Exercise task a: Find every line in the records that contains the string "stalk", matching case exactly, and copy each of those lines.

I really don't know where you are coming from.....at one point you have multiple threads about bicylist's right to the road and then on the other hand you are touting infrastructure.

You are passionate, but your message is lost between your rudness, ranting and vendetta's

I sincerly hope you do not interact with your local government, because from reading your postings I can not see you as a positive advocate for cycling in any public context

Here are some thoughts for you and in general, IMHO

No vehicle has an absolute 'right" to the road, rather usage of the road is a privlege, dependent on various rules, regulation and licensing that vary by vehiicle and individual. (Drivers licenses, Traffic laws, truck route/wt limitations, trailer stay in right hand lane, etc)

Bicycles in general are less encumbered by these rules, regulations and laws than motor vehicles, but are at risk of being more encumbered if bicylist's behavior is perceived as negative or if it is considered that infrastructure means bikes should be off of roads in general. Mandatory bike path usage laws are an example.

I would bet money (or a large peet's coffee anyway ) that you and JF would agree that any restriction of general use of roads is not a desirable outcome.

We are a small minority, but in many cases are receiving what is considered by some disproportionate amounts of public funding as forward looking cities build various infrastructure items to encourage riding. This will in the short term focus attention of non cyclists on cyclist behavior.

Data in this exercise:
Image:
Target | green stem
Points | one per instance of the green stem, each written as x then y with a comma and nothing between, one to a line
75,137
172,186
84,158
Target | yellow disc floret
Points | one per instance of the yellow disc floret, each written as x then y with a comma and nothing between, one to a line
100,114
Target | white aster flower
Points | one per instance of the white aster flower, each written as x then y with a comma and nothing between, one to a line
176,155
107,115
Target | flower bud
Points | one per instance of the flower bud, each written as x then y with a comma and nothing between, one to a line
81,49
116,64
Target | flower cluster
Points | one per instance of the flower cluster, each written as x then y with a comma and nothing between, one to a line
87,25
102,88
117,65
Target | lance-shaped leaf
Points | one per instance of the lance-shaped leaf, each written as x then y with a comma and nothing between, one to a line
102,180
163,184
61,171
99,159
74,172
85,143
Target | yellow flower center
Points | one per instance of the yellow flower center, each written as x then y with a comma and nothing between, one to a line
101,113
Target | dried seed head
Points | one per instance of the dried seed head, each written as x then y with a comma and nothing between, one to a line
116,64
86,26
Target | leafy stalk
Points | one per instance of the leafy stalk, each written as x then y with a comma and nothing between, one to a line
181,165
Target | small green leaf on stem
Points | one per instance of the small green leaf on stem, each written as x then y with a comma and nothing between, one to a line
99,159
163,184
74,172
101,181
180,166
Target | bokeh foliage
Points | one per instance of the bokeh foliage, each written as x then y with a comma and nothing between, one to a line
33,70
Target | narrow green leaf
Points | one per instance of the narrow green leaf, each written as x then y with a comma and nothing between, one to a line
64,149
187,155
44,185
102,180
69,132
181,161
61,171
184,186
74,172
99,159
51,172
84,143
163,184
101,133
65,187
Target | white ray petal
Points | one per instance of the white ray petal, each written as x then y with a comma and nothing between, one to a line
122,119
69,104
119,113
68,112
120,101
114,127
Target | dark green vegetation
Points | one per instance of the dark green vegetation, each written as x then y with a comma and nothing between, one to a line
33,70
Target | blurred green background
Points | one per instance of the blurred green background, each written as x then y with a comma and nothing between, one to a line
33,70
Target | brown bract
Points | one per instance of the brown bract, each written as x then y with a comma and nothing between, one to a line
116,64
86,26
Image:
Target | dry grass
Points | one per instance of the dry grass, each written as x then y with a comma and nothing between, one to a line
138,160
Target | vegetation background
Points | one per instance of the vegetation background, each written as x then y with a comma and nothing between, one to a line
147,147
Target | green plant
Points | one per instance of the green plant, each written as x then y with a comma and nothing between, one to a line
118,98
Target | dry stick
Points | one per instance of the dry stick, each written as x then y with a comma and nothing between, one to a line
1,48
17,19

Exercise task b: In the cycling forum post, what is given as an example of bicycles becoming more encumbered?

Complete output a:
Target | leafy stalk
Points | one per instance of the leafy stalk, each written as x then y with a comma and nothing between, one to a line

Complete output b: Mandatory bike path usage laws.